Materials provided
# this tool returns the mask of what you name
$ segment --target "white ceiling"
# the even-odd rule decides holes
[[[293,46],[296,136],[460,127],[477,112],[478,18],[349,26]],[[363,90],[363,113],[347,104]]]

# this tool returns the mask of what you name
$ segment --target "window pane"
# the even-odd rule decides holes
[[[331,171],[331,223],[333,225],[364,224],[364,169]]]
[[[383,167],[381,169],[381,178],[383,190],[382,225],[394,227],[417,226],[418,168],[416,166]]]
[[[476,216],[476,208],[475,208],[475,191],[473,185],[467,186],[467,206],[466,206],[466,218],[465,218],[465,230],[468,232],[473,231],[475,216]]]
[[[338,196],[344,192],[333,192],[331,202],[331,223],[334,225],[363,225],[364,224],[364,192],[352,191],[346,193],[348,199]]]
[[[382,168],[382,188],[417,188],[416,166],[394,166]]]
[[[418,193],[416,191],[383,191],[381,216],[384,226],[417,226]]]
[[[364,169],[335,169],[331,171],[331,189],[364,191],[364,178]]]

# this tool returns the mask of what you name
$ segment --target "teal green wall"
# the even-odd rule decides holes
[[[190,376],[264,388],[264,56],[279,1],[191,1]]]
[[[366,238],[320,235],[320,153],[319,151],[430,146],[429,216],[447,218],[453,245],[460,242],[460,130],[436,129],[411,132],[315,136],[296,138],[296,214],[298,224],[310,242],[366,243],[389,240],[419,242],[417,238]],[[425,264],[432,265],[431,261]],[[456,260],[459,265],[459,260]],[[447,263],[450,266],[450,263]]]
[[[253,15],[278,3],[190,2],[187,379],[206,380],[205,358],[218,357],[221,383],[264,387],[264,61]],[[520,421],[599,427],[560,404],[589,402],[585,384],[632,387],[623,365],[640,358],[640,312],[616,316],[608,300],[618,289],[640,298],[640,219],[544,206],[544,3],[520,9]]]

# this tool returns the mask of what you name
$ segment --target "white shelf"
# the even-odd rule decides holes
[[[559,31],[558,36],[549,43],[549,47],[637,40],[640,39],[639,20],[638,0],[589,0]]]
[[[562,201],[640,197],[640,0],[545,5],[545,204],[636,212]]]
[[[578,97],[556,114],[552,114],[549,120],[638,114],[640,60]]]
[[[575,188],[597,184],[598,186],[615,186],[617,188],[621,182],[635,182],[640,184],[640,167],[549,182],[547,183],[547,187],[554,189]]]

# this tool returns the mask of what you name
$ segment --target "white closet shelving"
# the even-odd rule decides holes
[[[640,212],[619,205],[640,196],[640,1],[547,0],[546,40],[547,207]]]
* * *
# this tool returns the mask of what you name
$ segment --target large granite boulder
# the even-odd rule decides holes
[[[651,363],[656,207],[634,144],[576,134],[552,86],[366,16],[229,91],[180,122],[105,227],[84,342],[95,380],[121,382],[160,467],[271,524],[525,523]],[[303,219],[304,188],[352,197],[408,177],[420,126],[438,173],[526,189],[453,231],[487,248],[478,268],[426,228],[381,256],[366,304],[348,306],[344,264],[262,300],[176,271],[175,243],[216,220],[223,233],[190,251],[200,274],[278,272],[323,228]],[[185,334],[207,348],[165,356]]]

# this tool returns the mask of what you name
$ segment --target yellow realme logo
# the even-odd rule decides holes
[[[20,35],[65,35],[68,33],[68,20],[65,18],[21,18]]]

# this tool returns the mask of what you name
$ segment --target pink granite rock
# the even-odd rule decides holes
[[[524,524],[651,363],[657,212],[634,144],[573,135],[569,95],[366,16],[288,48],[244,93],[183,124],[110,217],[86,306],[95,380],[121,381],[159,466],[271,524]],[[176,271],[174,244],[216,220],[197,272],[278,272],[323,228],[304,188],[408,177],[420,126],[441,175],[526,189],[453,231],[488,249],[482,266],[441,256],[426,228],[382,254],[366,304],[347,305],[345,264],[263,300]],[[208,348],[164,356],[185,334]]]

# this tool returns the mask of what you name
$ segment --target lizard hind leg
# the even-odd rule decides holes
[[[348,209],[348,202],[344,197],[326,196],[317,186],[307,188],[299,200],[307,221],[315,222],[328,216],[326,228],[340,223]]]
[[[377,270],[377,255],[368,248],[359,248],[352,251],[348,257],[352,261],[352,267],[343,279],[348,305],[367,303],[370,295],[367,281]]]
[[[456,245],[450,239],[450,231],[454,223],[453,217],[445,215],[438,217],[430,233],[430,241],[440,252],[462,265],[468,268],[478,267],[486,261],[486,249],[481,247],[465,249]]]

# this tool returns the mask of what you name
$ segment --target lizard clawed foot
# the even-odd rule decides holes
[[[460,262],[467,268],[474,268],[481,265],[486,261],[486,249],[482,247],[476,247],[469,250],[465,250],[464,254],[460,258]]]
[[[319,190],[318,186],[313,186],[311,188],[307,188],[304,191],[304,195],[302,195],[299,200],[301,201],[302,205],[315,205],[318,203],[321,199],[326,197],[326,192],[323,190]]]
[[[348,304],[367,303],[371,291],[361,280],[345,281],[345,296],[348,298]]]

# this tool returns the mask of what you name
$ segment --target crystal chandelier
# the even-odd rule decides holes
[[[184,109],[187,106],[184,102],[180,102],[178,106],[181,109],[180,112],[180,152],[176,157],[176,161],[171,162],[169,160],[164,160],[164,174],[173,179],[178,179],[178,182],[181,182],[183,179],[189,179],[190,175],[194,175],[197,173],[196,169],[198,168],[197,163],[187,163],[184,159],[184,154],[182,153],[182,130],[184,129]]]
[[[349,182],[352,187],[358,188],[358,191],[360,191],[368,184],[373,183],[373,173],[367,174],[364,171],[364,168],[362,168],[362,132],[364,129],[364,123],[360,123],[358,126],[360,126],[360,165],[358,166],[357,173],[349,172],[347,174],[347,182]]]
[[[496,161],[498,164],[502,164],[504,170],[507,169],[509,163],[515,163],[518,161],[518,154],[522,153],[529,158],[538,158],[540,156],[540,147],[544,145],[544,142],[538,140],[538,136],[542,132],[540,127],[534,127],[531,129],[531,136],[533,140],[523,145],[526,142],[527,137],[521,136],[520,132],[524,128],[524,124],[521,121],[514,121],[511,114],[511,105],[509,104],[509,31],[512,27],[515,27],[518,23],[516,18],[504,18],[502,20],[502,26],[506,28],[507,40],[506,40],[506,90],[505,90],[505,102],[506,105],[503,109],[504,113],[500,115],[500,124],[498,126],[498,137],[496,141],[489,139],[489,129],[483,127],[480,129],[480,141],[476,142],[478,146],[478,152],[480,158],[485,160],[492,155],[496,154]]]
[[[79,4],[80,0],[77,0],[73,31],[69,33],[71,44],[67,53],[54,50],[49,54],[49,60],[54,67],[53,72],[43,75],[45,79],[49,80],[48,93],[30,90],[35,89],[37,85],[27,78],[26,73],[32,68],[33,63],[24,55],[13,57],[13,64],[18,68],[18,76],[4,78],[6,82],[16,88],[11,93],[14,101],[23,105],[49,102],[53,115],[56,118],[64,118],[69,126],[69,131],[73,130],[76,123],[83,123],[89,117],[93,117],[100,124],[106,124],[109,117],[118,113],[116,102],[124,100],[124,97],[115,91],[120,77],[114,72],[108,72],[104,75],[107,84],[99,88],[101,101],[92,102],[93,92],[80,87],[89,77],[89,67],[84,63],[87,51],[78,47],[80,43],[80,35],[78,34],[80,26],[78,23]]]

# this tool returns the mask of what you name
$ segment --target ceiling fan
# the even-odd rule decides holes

Activity
State how many lines of the data contain the word "white". Nothing besides the number belongs in the reply.

Written solution
3